## Exercise goal
In the rows below, count the lines that contain the string "positive", where case counts. Reply with the number alone.

## Excerpted records
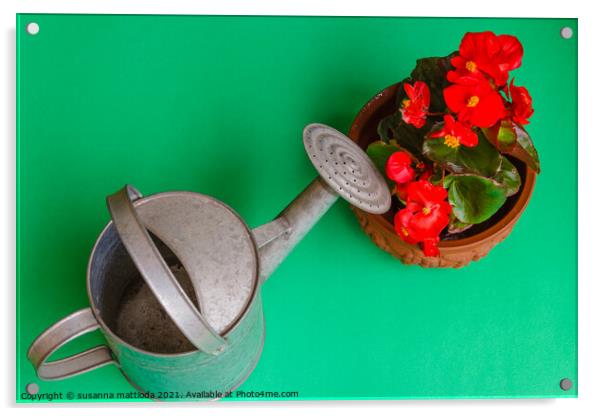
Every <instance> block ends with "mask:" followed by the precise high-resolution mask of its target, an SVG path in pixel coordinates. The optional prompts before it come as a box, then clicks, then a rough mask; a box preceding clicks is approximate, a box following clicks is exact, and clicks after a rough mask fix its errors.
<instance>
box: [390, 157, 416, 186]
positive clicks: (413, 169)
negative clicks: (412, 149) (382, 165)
mask: <svg viewBox="0 0 602 416" xmlns="http://www.w3.org/2000/svg"><path fill="white" fill-rule="evenodd" d="M385 172H386V173H387V177H388V178H389V179H391V180H392V181H393V182H397V183H406V182H409V181H411V180H412V179H414V169H412V158H411V157H410V155H408V153H407V152H403V151H399V152H395V153H393V154H392V155H391V156H389V158H388V159H387V164H386V165H385Z"/></svg>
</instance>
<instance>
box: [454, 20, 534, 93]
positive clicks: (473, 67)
mask: <svg viewBox="0 0 602 416" xmlns="http://www.w3.org/2000/svg"><path fill="white" fill-rule="evenodd" d="M522 58H523V47H522V45H521V44H520V42H519V40H518V39H517V38H516V37H515V36H511V35H500V36H496V35H495V34H494V33H493V32H478V33H472V32H469V33H466V34H465V35H464V37H463V38H462V42H461V43H460V50H459V55H458V56H455V57H454V58H452V60H451V64H452V65H453V66H454V67H455V68H456V70H455V71H450V72H448V74H447V79H448V80H449V81H451V82H460V83H462V82H463V81H465V80H466V79H467V78H470V77H474V76H478V75H479V74H481V73H482V74H487V75H488V76H489V77H491V79H492V80H493V82H494V83H495V85H497V86H502V85H504V84H506V82H507V81H508V72H509V71H512V70H513V69H516V68H518V67H519V66H520V65H521V61H522Z"/></svg>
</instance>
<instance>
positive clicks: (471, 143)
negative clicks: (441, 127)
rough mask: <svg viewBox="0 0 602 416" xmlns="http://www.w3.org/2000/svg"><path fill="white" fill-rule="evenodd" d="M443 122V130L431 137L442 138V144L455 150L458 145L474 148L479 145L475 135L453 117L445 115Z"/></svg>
mask: <svg viewBox="0 0 602 416" xmlns="http://www.w3.org/2000/svg"><path fill="white" fill-rule="evenodd" d="M443 121H444V124H443V129H441V130H439V131H436V132H434V133H432V134H431V137H444V138H445V141H444V143H445V144H446V145H447V146H449V147H451V148H456V147H458V146H460V144H463V145H464V146H466V147H474V146H476V145H477V144H478V143H479V137H478V136H477V134H476V133H475V132H474V131H472V129H471V128H470V127H468V126H466V125H465V124H464V123H461V122H459V121H456V120H455V119H454V117H453V116H451V115H449V114H446V115H445V116H443Z"/></svg>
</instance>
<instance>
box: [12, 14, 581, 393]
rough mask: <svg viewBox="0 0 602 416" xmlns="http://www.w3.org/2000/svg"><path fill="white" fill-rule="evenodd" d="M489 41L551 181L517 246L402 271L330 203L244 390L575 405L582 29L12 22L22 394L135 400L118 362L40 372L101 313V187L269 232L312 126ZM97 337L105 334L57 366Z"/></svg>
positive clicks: (533, 207) (278, 23)
mask: <svg viewBox="0 0 602 416" xmlns="http://www.w3.org/2000/svg"><path fill="white" fill-rule="evenodd" d="M31 21H35V22H37V23H39V25H40V32H39V34H38V35H36V36H31V35H28V34H27V33H26V31H25V26H26V24H27V23H29V22H31ZM564 26H570V27H572V28H573V30H574V32H575V36H574V37H573V38H572V39H570V40H565V39H563V38H561V36H560V29H561V28H562V27H564ZM482 30H493V31H494V32H496V33H510V34H513V35H516V36H518V38H519V39H520V40H521V42H522V43H523V45H524V49H525V56H524V59H523V66H522V67H521V68H520V69H518V70H516V71H515V72H514V73H513V75H515V76H516V78H517V80H516V83H517V85H525V86H527V87H528V88H529V90H530V92H531V94H532V97H533V102H534V108H535V114H534V116H533V117H532V119H531V124H530V125H529V126H528V130H529V132H530V133H531V135H532V137H533V138H534V140H535V143H536V146H537V148H538V150H539V152H540V157H541V163H542V173H541V175H540V176H539V178H538V181H537V185H536V188H535V193H534V194H533V198H532V200H531V203H530V204H529V206H528V207H527V210H526V212H525V213H524V215H523V216H522V217H521V219H520V220H519V222H518V224H517V225H516V227H515V229H514V231H513V232H512V234H511V235H510V236H509V237H508V239H507V240H506V241H504V242H503V243H501V244H500V245H499V246H497V247H496V248H495V249H494V250H493V251H492V252H491V254H490V255H489V256H487V257H486V258H484V259H482V260H481V261H479V262H477V263H473V264H471V265H469V266H468V267H465V268H463V269H460V270H429V269H422V268H419V267H417V266H404V265H402V264H400V263H399V262H398V261H397V260H395V259H394V258H392V257H391V256H389V255H388V254H387V253H385V252H382V251H380V250H379V249H378V248H377V247H376V246H374V245H373V244H372V243H371V242H370V240H369V239H368V237H367V236H366V235H365V234H364V233H363V232H362V231H361V229H360V227H359V226H358V224H357V221H356V219H355V218H354V216H353V214H352V212H351V211H350V209H349V208H348V205H347V204H346V203H345V202H344V201H342V200H340V201H338V202H337V203H336V204H335V206H334V207H333V208H332V209H331V210H330V211H329V212H328V213H327V214H326V215H325V216H324V218H323V219H322V220H321V221H320V222H319V223H318V225H317V226H316V227H315V228H314V229H313V230H312V231H311V232H310V233H309V235H308V236H307V237H306V238H305V240H304V241H303V242H302V243H301V244H300V245H299V246H298V247H297V248H296V249H295V251H294V252H293V253H292V254H291V255H290V256H289V258H288V259H287V260H286V261H285V262H284V264H283V265H282V266H281V267H280V268H279V269H278V270H277V272H276V273H275V274H274V275H273V276H272V277H271V278H270V279H269V280H268V282H267V283H266V284H265V286H264V288H263V301H264V308H265V316H266V323H267V338H266V343H265V348H264V351H263V355H262V357H261V360H260V361H259V364H258V366H257V368H256V370H255V371H254V372H253V373H252V375H251V376H250V377H249V379H248V380H247V381H246V382H245V383H244V384H243V386H242V387H241V389H242V390H245V391H250V390H266V391H278V392H280V391H298V392H299V398H300V399H329V398H354V399H355V398H383V399H384V398H443V397H453V398H458V397H575V396H576V395H577V128H576V125H577V124H576V123H577V97H576V87H577V20H576V19H438V18H338V17H328V18H326V17H226V16H113V15H105V16H103V15H19V16H18V19H17V42H18V47H17V55H18V56H17V67H18V70H17V73H18V97H17V102H18V120H17V121H18V123H17V124H18V138H17V139H18V145H17V153H18V154H17V158H18V167H17V169H18V174H17V180H18V195H17V197H18V235H17V245H18V276H17V279H18V280H17V282H18V283H17V290H18V293H17V331H18V333H17V360H18V362H17V396H18V397H17V399H18V400H21V393H22V392H24V389H25V386H26V384H27V383H30V382H36V383H38V384H39V385H40V392H41V393H44V392H67V391H72V392H74V393H78V392H82V393H91V392H118V391H131V390H132V388H131V387H130V386H129V384H128V383H127V382H126V381H125V379H124V378H123V376H122V375H121V373H120V372H119V371H118V370H117V368H115V367H114V366H108V367H104V368H102V369H99V370H96V371H94V372H91V373H88V374H85V375H82V376H79V377H76V378H72V379H68V380H64V381H58V382H43V381H40V380H38V379H37V378H36V376H35V373H34V371H33V368H32V366H31V364H30V363H29V362H28V361H27V360H26V351H27V348H28V347H29V345H30V343H31V342H32V341H33V339H34V338H35V337H36V336H37V335H38V334H39V333H40V332H41V331H43V330H44V329H45V328H46V327H47V326H49V325H50V324H52V323H53V322H55V321H56V320H58V319H60V318H62V317H64V316H65V315H67V314H69V313H71V312H73V311H74V310H76V309H79V308H83V307H86V306H87V305H88V299H87V296H86V289H85V287H86V282H85V280H86V278H85V271H86V264H87V260H88V255H89V252H90V250H91V248H92V245H93V243H94V241H95V238H96V236H97V235H98V233H99V232H100V230H101V229H102V227H103V226H104V224H105V223H106V222H107V221H108V219H109V216H108V213H107V210H106V207H105V202H104V198H105V196H106V195H107V194H109V193H112V192H114V191H115V190H117V189H118V188H119V187H121V186H122V185H123V184H124V183H131V184H134V185H135V186H136V187H138V188H139V189H140V190H141V191H142V192H143V193H145V194H150V193H155V192H161V191H167V190H191V191H197V192H201V193H206V194H209V195H212V196H214V197H217V198H218V199H220V200H223V201H224V202H226V203H227V204H229V205H230V206H232V207H233V208H234V209H235V210H236V211H238V212H239V213H240V214H241V215H242V217H243V218H245V219H246V220H247V222H248V223H249V225H250V226H257V225H260V224H262V223H264V222H266V221H268V220H270V219H271V218H272V217H273V216H274V215H275V214H277V213H278V212H279V211H280V210H281V209H282V208H283V207H284V206H285V205H286V204H287V203H288V202H289V201H291V200H292V199H293V198H294V196H295V195H296V194H297V193H298V192H300V191H301V190H302V188H303V187H304V186H305V185H306V184H307V183H309V182H310V181H311V180H312V179H313V177H314V176H315V171H314V170H313V168H312V167H311V164H310V162H309V161H308V160H307V158H306V156H305V152H304V151H303V146H302V142H301V131H302V129H303V127H304V126H305V125H306V124H308V123H311V122H322V123H326V124H330V125H332V126H333V127H335V128H338V129H339V130H342V131H347V130H348V128H349V126H350V124H351V122H352V120H353V118H354V116H355V114H356V112H357V111H358V110H359V109H360V108H361V107H362V105H363V104H364V103H365V102H366V101H367V100H368V99H369V98H370V97H371V96H373V95H374V94H375V93H376V92H378V91H379V90H381V89H382V88H384V87H386V86H388V85H390V84H393V83H395V82H397V81H399V80H401V79H402V78H404V77H406V76H407V75H408V74H409V72H410V71H411V69H412V68H413V67H414V63H415V60H416V59H417V58H420V57H424V56H437V55H447V54H448V53H450V52H451V51H453V50H455V49H457V47H458V45H459V43H460V40H461V38H462V36H463V34H464V33H465V32H467V31H482ZM99 342H102V336H101V335H100V334H98V333H93V334H90V335H87V336H85V337H83V338H81V339H78V340H76V341H74V342H72V343H71V344H70V345H68V346H66V347H65V348H63V350H62V351H61V352H60V354H58V355H65V354H68V353H72V352H76V351H80V350H82V349H83V348H84V347H87V346H92V345H94V344H95V343H99ZM565 377H568V378H570V379H571V380H573V382H574V387H573V389H571V390H570V391H568V392H564V391H562V390H561V389H560V387H559V382H560V380H561V379H562V378H565Z"/></svg>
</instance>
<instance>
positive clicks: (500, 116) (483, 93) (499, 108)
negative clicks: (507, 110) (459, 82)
mask: <svg viewBox="0 0 602 416" xmlns="http://www.w3.org/2000/svg"><path fill="white" fill-rule="evenodd" d="M443 98H445V103H446V104H447V106H448V107H449V109H450V110H451V111H453V112H454V113H457V114H458V120H460V121H463V122H468V123H470V124H471V125H474V126H477V127H491V126H493V125H494V124H495V123H497V122H498V121H499V120H500V119H501V118H503V117H504V115H505V114H506V107H505V106H504V100H503V99H502V96H501V95H500V93H499V92H498V91H496V90H495V89H493V88H492V87H491V85H490V84H489V83H488V82H487V81H485V80H482V81H480V82H477V83H474V84H453V85H450V86H449V87H447V88H445V89H444V90H443Z"/></svg>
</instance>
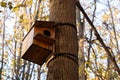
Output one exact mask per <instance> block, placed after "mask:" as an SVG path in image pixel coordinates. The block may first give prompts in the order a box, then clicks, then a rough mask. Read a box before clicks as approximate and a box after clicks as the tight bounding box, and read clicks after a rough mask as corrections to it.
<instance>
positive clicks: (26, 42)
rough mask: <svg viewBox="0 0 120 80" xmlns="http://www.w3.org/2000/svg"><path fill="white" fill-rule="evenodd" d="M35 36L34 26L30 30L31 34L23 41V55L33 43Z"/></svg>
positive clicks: (27, 36)
mask: <svg viewBox="0 0 120 80" xmlns="http://www.w3.org/2000/svg"><path fill="white" fill-rule="evenodd" d="M33 37H34V28H33V29H32V30H31V31H30V32H29V34H28V35H27V36H26V37H25V39H24V41H23V43H22V55H24V53H25V52H26V51H27V50H28V48H29V47H30V46H31V45H32V43H33Z"/></svg>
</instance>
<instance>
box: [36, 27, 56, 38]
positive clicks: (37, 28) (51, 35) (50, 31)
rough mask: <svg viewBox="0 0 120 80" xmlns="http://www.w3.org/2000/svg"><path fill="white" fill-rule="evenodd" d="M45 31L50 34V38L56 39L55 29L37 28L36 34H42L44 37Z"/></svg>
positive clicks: (36, 30) (39, 27)
mask: <svg viewBox="0 0 120 80" xmlns="http://www.w3.org/2000/svg"><path fill="white" fill-rule="evenodd" d="M45 30H47V31H49V32H50V36H48V37H50V38H53V39H54V38H55V29H54V28H48V27H35V34H38V33H40V34H42V35H44V31H45ZM44 36H46V35H44Z"/></svg>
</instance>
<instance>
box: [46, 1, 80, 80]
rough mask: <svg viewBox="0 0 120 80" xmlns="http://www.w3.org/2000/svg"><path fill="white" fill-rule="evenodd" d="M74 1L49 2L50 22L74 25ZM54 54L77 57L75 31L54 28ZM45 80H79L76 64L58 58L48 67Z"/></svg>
mask: <svg viewBox="0 0 120 80" xmlns="http://www.w3.org/2000/svg"><path fill="white" fill-rule="evenodd" d="M75 2H76V0H50V21H55V22H63V23H64V22H67V23H71V24H74V25H76V15H75V14H76V13H75V10H76V7H75ZM55 53H56V54H57V53H71V54H74V55H76V56H77V55H78V43H77V31H76V30H75V29H74V28H73V27H70V26H66V25H64V26H62V27H60V26H58V27H57V28H56V44H55ZM47 80H79V77H78V64H77V63H76V62H75V61H73V60H71V59H69V58H66V57H63V56H60V57H57V58H55V59H54V60H52V61H51V62H50V63H49V65H48V76H47Z"/></svg>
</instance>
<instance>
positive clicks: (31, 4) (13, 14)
mask: <svg viewBox="0 0 120 80" xmlns="http://www.w3.org/2000/svg"><path fill="white" fill-rule="evenodd" d="M51 1H52V0H51ZM61 1H62V0H61ZM56 2H57V1H56ZM60 3H61V2H60ZM80 3H81V5H82V6H83V8H84V10H85V12H86V13H87V15H88V17H89V18H90V19H91V21H93V19H94V21H93V24H94V25H95V28H96V29H97V31H98V32H99V34H100V36H101V37H102V40H103V41H104V43H105V44H106V46H107V47H108V49H109V51H110V53H111V54H112V56H113V57H115V62H116V63H117V65H118V66H119V67H120V51H119V50H120V49H119V48H120V34H119V33H120V27H119V26H120V21H119V19H120V16H119V15H120V5H119V4H120V0H80ZM61 4H62V3H61ZM51 5H52V4H51ZM51 5H49V0H0V79H1V80H16V79H20V80H27V79H28V80H40V77H41V78H43V79H44V80H45V79H46V78H45V76H46V74H47V69H46V67H45V65H46V64H44V65H43V66H39V65H36V64H34V63H30V62H28V61H25V60H23V59H21V57H20V55H21V45H22V44H21V43H22V42H21V41H22V39H23V37H24V36H25V35H26V34H27V32H28V31H29V29H30V26H31V25H32V23H33V22H34V21H35V20H36V19H37V20H47V21H48V20H49V7H50V6H51ZM67 5H68V4H67ZM71 7H72V6H71ZM59 8H61V7H59ZM65 9H66V8H64V9H63V10H62V9H60V10H61V11H65ZM67 10H69V9H67ZM56 11H58V10H56ZM68 12H69V11H68ZM53 13H54V11H53ZM78 13H79V11H78ZM63 14H64V13H61V15H63ZM53 15H54V14H53ZM59 17H61V16H59ZM59 17H58V19H59ZM79 18H80V21H82V20H81V19H84V17H83V15H82V14H81V12H80V17H77V18H76V19H77V26H78V24H80V27H79V28H80V30H82V29H81V24H82V23H80V21H78V20H79ZM68 19H69V18H68ZM73 19H74V18H73ZM51 20H52V19H51ZM53 21H54V20H53ZM55 21H58V22H59V20H55ZM67 21H68V22H69V20H66V22H67ZM61 22H62V21H61ZM63 22H64V20H63ZM71 22H72V21H71ZM83 22H84V26H85V28H84V36H82V37H83V43H84V46H82V48H81V47H80V46H79V47H80V48H79V49H81V50H82V51H83V52H81V51H80V50H79V53H83V54H82V56H79V55H78V56H79V58H80V59H79V62H81V63H80V64H82V59H81V57H82V58H84V61H83V63H84V64H85V65H83V66H84V68H85V75H86V79H88V80H111V79H112V80H119V79H120V76H119V74H118V73H117V71H116V70H115V67H114V65H113V63H111V61H110V58H109V57H108V56H107V55H106V52H105V50H104V49H103V46H102V45H101V44H100V43H99V41H98V40H97V39H96V36H95V35H94V32H93V31H92V32H91V26H90V25H89V24H88V22H87V21H86V19H84V21H83ZM74 24H75V23H74ZM60 28H62V29H64V28H66V29H68V28H72V27H69V26H68V27H60ZM70 30H71V29H70ZM80 30H78V31H79V32H78V33H77V34H81V31H80ZM62 31H63V30H62ZM73 32H74V31H73ZM91 33H92V37H91ZM78 36H80V35H78ZM63 37H64V36H63ZM3 38H4V40H3ZM71 38H72V39H73V36H71ZM61 42H62V41H61ZM3 44H4V45H3ZM67 44H68V46H69V42H68V43H67ZM79 44H82V42H80V40H79ZM65 45H66V44H65ZM90 46H91V47H90ZM3 49H4V50H3ZM66 60H67V59H66ZM69 61H70V60H69ZM71 62H73V61H71ZM65 64H68V63H64V65H65ZM88 65H89V66H88ZM41 67H42V70H41ZM61 67H62V66H61ZM81 69H83V68H81V66H79V72H81ZM81 73H82V72H81ZM41 74H42V76H40V75H41ZM43 74H45V75H43ZM83 74H84V73H83ZM80 76H81V75H80Z"/></svg>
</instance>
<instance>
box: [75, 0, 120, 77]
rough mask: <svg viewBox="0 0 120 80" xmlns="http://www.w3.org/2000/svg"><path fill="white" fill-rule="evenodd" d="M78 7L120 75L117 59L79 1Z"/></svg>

## Task solution
10